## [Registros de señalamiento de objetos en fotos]
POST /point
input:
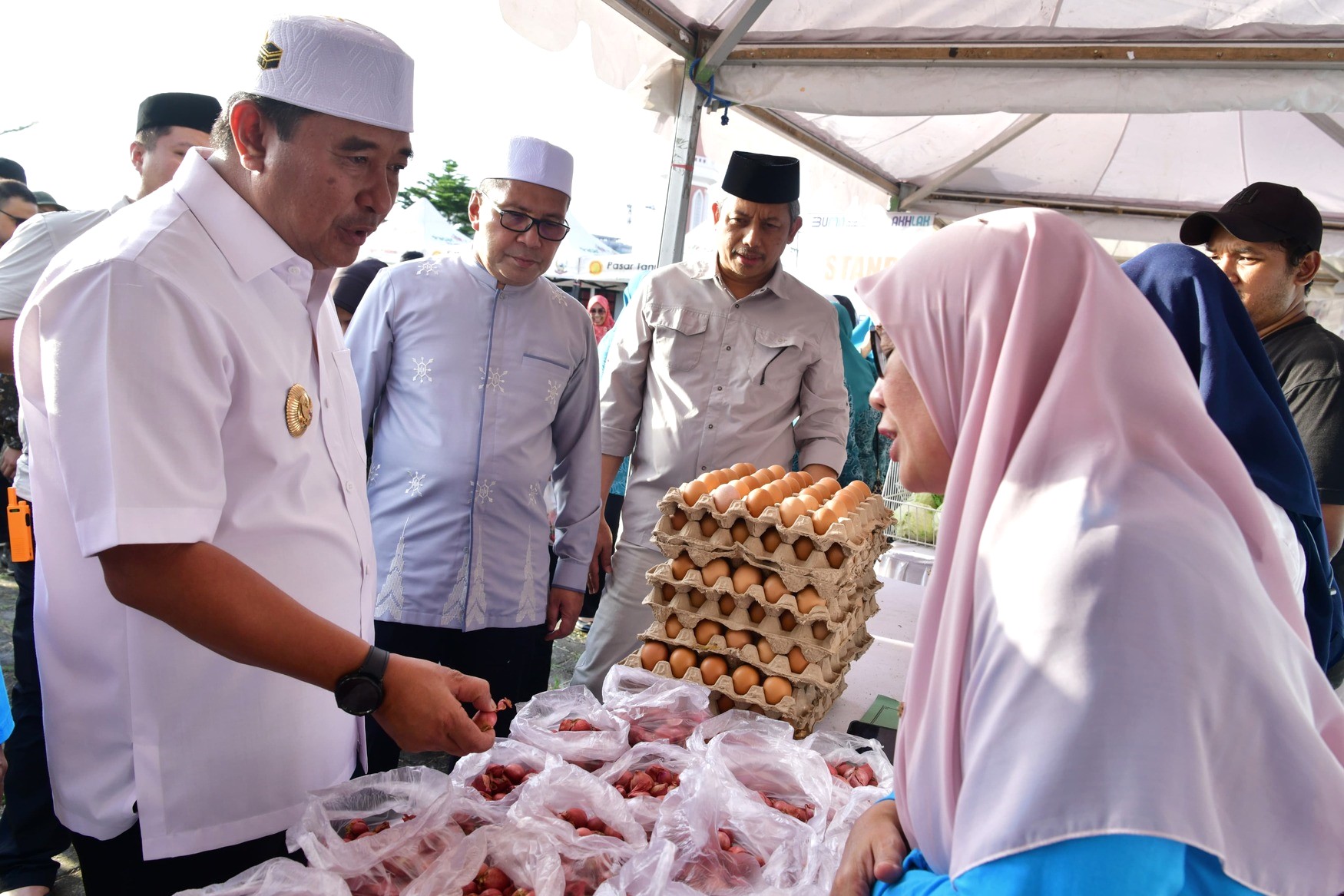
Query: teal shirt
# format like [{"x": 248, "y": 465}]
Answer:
[{"x": 1107, "y": 865}]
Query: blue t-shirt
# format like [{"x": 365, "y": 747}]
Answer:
[{"x": 1105, "y": 865}]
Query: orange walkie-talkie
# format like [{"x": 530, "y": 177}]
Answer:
[{"x": 21, "y": 528}]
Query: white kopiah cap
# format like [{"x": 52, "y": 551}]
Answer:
[
  {"x": 338, "y": 68},
  {"x": 538, "y": 161}
]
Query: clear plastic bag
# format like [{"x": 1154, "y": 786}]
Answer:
[
  {"x": 277, "y": 878},
  {"x": 737, "y": 720},
  {"x": 644, "y": 805},
  {"x": 795, "y": 778},
  {"x": 729, "y": 842},
  {"x": 526, "y": 858},
  {"x": 657, "y": 708},
  {"x": 539, "y": 719},
  {"x": 581, "y": 797},
  {"x": 378, "y": 861},
  {"x": 496, "y": 775}
]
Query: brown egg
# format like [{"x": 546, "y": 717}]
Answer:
[
  {"x": 765, "y": 650},
  {"x": 725, "y": 496},
  {"x": 706, "y": 629},
  {"x": 713, "y": 668},
  {"x": 682, "y": 660},
  {"x": 809, "y": 600},
  {"x": 745, "y": 577},
  {"x": 745, "y": 679},
  {"x": 835, "y": 557},
  {"x": 682, "y": 566},
  {"x": 715, "y": 570},
  {"x": 693, "y": 491},
  {"x": 758, "y": 501},
  {"x": 776, "y": 689},
  {"x": 790, "y": 509},
  {"x": 737, "y": 638},
  {"x": 652, "y": 653},
  {"x": 823, "y": 520}
]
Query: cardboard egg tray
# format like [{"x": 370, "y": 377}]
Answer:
[
  {"x": 869, "y": 517},
  {"x": 840, "y": 600},
  {"x": 813, "y": 649},
  {"x": 824, "y": 670},
  {"x": 803, "y": 709},
  {"x": 816, "y": 570}
]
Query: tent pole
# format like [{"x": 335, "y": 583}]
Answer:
[{"x": 680, "y": 172}]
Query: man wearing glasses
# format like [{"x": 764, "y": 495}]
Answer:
[
  {"x": 16, "y": 206},
  {"x": 478, "y": 379}
]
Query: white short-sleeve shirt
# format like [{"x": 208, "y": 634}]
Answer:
[{"x": 154, "y": 365}]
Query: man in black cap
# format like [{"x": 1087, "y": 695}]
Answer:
[
  {"x": 1268, "y": 241},
  {"x": 714, "y": 362},
  {"x": 30, "y": 835}
]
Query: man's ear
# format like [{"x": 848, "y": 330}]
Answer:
[
  {"x": 252, "y": 134},
  {"x": 1306, "y": 272}
]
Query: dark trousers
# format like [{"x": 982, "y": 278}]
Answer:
[
  {"x": 515, "y": 661},
  {"x": 118, "y": 867},
  {"x": 30, "y": 835},
  {"x": 613, "y": 520}
]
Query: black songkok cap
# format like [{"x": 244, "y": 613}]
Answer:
[
  {"x": 1263, "y": 213},
  {"x": 177, "y": 111},
  {"x": 354, "y": 283},
  {"x": 763, "y": 179}
]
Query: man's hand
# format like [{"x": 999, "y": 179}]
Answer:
[
  {"x": 874, "y": 852},
  {"x": 425, "y": 707},
  {"x": 8, "y": 462},
  {"x": 562, "y": 605},
  {"x": 601, "y": 555}
]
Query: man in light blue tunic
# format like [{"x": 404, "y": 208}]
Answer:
[{"x": 478, "y": 379}]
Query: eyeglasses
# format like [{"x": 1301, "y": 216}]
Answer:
[{"x": 521, "y": 223}]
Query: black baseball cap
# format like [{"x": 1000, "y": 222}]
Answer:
[{"x": 1263, "y": 213}]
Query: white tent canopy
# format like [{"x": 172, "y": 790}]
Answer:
[{"x": 1129, "y": 113}]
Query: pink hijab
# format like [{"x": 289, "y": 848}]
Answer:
[
  {"x": 598, "y": 332},
  {"x": 1109, "y": 641}
]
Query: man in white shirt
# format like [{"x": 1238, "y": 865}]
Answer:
[{"x": 206, "y": 548}]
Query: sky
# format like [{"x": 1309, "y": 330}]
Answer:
[{"x": 476, "y": 84}]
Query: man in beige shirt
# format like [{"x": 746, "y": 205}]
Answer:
[{"x": 715, "y": 362}]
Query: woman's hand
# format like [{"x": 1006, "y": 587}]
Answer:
[{"x": 874, "y": 852}]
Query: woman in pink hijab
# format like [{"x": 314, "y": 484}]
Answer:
[
  {"x": 600, "y": 309},
  {"x": 1112, "y": 689}
]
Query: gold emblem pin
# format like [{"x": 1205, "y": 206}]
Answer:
[
  {"x": 269, "y": 55},
  {"x": 299, "y": 410}
]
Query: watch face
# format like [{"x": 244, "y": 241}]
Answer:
[{"x": 359, "y": 695}]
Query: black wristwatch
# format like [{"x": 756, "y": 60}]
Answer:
[{"x": 360, "y": 692}]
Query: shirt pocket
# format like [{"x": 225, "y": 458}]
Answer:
[
  {"x": 777, "y": 360},
  {"x": 679, "y": 336}
]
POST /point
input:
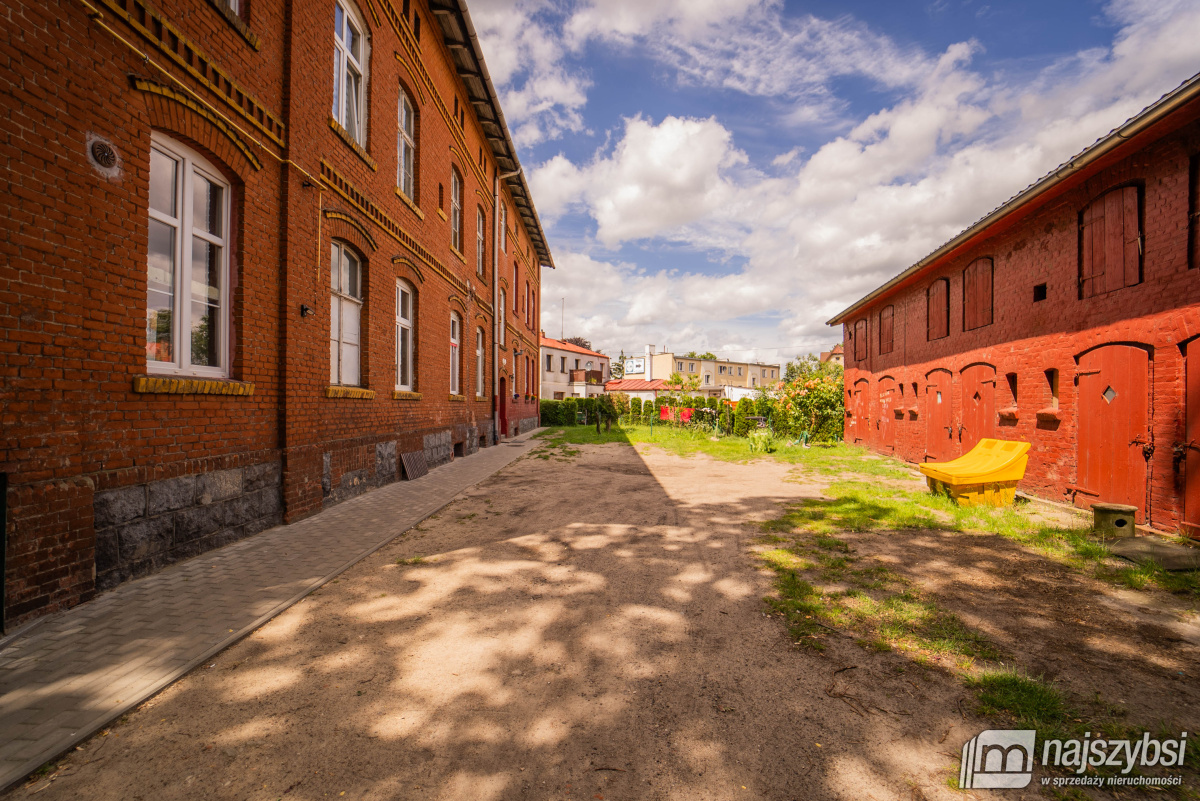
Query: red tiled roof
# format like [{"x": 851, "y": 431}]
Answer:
[
  {"x": 546, "y": 342},
  {"x": 635, "y": 385}
]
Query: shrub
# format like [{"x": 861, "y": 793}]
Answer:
[
  {"x": 621, "y": 403},
  {"x": 741, "y": 422}
]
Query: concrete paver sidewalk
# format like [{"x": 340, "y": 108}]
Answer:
[{"x": 69, "y": 676}]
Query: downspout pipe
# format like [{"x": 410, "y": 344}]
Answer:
[{"x": 497, "y": 312}]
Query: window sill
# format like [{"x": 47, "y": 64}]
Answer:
[
  {"x": 359, "y": 150},
  {"x": 156, "y": 385},
  {"x": 349, "y": 392},
  {"x": 235, "y": 22},
  {"x": 408, "y": 202}
]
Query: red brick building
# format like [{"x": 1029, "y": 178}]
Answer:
[
  {"x": 1068, "y": 318},
  {"x": 255, "y": 252}
]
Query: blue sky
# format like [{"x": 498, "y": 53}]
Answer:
[{"x": 726, "y": 174}]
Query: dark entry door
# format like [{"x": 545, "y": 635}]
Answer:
[
  {"x": 939, "y": 422},
  {"x": 1192, "y": 458},
  {"x": 1114, "y": 427},
  {"x": 978, "y": 405},
  {"x": 504, "y": 409}
]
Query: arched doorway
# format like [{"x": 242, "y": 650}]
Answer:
[
  {"x": 504, "y": 408},
  {"x": 939, "y": 420},
  {"x": 1114, "y": 426},
  {"x": 977, "y": 390}
]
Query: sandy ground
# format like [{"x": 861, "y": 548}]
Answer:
[{"x": 593, "y": 628}]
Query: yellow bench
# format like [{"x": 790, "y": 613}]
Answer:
[{"x": 985, "y": 476}]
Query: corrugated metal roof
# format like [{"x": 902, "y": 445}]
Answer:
[{"x": 1159, "y": 109}]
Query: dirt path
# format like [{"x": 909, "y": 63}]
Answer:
[{"x": 588, "y": 627}]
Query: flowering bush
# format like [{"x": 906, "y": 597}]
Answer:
[{"x": 811, "y": 404}]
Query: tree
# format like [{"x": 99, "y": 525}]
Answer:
[
  {"x": 809, "y": 367},
  {"x": 579, "y": 341},
  {"x": 617, "y": 368}
]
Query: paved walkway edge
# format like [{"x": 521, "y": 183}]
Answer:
[{"x": 7, "y": 782}]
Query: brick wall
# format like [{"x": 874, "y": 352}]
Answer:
[
  {"x": 253, "y": 100},
  {"x": 1027, "y": 338}
]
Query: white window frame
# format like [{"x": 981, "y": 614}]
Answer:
[
  {"x": 346, "y": 19},
  {"x": 187, "y": 166},
  {"x": 406, "y": 146},
  {"x": 455, "y": 353},
  {"x": 480, "y": 350},
  {"x": 343, "y": 369},
  {"x": 405, "y": 350},
  {"x": 455, "y": 210},
  {"x": 480, "y": 241}
]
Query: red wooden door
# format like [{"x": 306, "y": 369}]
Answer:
[
  {"x": 1114, "y": 426},
  {"x": 1192, "y": 464},
  {"x": 863, "y": 419},
  {"x": 885, "y": 425},
  {"x": 939, "y": 422},
  {"x": 978, "y": 393},
  {"x": 504, "y": 409}
]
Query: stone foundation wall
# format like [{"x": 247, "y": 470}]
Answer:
[{"x": 143, "y": 528}]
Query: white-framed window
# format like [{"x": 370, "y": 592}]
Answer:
[
  {"x": 480, "y": 242},
  {"x": 504, "y": 228},
  {"x": 406, "y": 146},
  {"x": 349, "y": 70},
  {"x": 187, "y": 263},
  {"x": 503, "y": 302},
  {"x": 405, "y": 315},
  {"x": 455, "y": 351},
  {"x": 479, "y": 363},
  {"x": 455, "y": 210},
  {"x": 345, "y": 314}
]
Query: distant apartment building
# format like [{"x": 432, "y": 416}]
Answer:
[
  {"x": 714, "y": 374},
  {"x": 569, "y": 371},
  {"x": 837, "y": 355}
]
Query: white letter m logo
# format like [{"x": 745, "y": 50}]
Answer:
[{"x": 997, "y": 759}]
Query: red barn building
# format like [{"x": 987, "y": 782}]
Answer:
[
  {"x": 255, "y": 251},
  {"x": 1068, "y": 318}
]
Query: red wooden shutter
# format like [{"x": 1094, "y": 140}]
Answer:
[
  {"x": 1110, "y": 244},
  {"x": 1091, "y": 251},
  {"x": 937, "y": 309},
  {"x": 977, "y": 294},
  {"x": 886, "y": 329}
]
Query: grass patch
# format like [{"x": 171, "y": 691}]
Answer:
[
  {"x": 879, "y": 607},
  {"x": 1030, "y": 702},
  {"x": 688, "y": 440}
]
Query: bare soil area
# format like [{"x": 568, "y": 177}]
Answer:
[{"x": 592, "y": 625}]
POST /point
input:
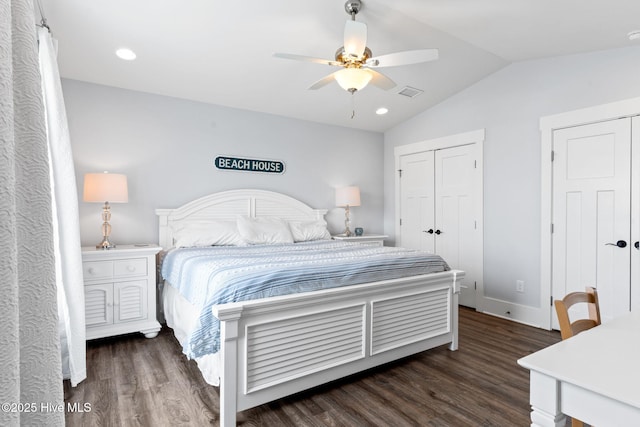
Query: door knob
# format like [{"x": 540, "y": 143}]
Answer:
[{"x": 619, "y": 243}]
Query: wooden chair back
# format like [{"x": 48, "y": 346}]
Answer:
[{"x": 569, "y": 328}]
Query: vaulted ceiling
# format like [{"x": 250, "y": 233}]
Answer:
[{"x": 221, "y": 52}]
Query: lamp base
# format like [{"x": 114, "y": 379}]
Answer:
[{"x": 105, "y": 244}]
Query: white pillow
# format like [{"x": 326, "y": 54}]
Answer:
[
  {"x": 305, "y": 231},
  {"x": 215, "y": 233},
  {"x": 264, "y": 231}
]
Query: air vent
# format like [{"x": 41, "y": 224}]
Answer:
[{"x": 410, "y": 92}]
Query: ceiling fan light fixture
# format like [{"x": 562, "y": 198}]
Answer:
[{"x": 352, "y": 79}]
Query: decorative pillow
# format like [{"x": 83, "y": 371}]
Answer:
[
  {"x": 305, "y": 231},
  {"x": 264, "y": 231},
  {"x": 215, "y": 233}
]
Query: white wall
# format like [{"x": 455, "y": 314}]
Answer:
[
  {"x": 509, "y": 104},
  {"x": 166, "y": 147}
]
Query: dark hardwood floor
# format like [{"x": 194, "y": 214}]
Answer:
[{"x": 134, "y": 381}]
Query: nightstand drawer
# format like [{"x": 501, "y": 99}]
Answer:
[
  {"x": 130, "y": 267},
  {"x": 97, "y": 270}
]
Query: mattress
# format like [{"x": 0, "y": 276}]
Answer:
[{"x": 207, "y": 276}]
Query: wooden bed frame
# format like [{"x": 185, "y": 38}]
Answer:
[{"x": 274, "y": 347}]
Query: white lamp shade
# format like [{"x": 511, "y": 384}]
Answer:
[
  {"x": 105, "y": 187},
  {"x": 348, "y": 196},
  {"x": 353, "y": 78}
]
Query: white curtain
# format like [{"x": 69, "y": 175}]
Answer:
[
  {"x": 66, "y": 221},
  {"x": 29, "y": 340}
]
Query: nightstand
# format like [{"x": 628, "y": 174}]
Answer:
[
  {"x": 120, "y": 290},
  {"x": 367, "y": 239}
]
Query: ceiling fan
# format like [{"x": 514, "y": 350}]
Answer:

## [Objetivo del ejercicio]
Reemplaza "nightstand" por "bedside table" en el material, desde la línea que contiene "Query: wooden chair back" hasta el final, ambas incluidas, y reproduce ese tramo sin ningún otro cambio.

## [Solución de la tarea]
Query: wooden chair back
# format like [{"x": 48, "y": 346}]
Answer:
[{"x": 569, "y": 328}]
Query: vaulted ceiling
# format like [{"x": 250, "y": 233}]
Answer:
[{"x": 221, "y": 52}]
Query: lamp base
# format like [{"x": 114, "y": 379}]
Answer:
[{"x": 105, "y": 244}]
Query: white pillow
# format like [{"x": 326, "y": 54}]
Answer:
[
  {"x": 305, "y": 231},
  {"x": 215, "y": 233},
  {"x": 264, "y": 231}
]
Query: air vent
# format like [{"x": 41, "y": 224}]
Answer:
[{"x": 410, "y": 92}]
Query: ceiling fan light fixture
# format like [{"x": 562, "y": 198}]
Answer:
[{"x": 352, "y": 79}]
Query: decorative pillow
# format like [{"x": 83, "y": 371}]
Answer:
[
  {"x": 305, "y": 231},
  {"x": 264, "y": 231},
  {"x": 215, "y": 233}
]
Query: white wall
# format like [{"x": 455, "y": 314}]
Answer:
[
  {"x": 509, "y": 104},
  {"x": 166, "y": 147}
]
Query: dark hardwood floor
# format like [{"x": 194, "y": 214}]
Answer:
[{"x": 134, "y": 381}]
Query: bedside table drawer
# format like [{"x": 501, "y": 99}]
Answer:
[
  {"x": 130, "y": 267},
  {"x": 97, "y": 270}
]
Query: mattress
# format like [{"x": 0, "y": 276}]
Answer:
[{"x": 207, "y": 276}]
Query: wooden bed frame
# format like [{"x": 185, "y": 38}]
Answer:
[{"x": 274, "y": 347}]
Query: white lamp shade
# format like [{"x": 511, "y": 384}]
Answer:
[
  {"x": 105, "y": 187},
  {"x": 348, "y": 196},
  {"x": 353, "y": 78}
]
Query: white curtain
# format like [{"x": 69, "y": 175}]
Answer:
[
  {"x": 66, "y": 221},
  {"x": 29, "y": 340}
]
Query: bedside table
# format like [{"x": 628, "y": 174}]
Answer:
[
  {"x": 120, "y": 290},
  {"x": 367, "y": 239}
]
Query: ceiling fan
# format like [{"x": 514, "y": 350}]
Answer:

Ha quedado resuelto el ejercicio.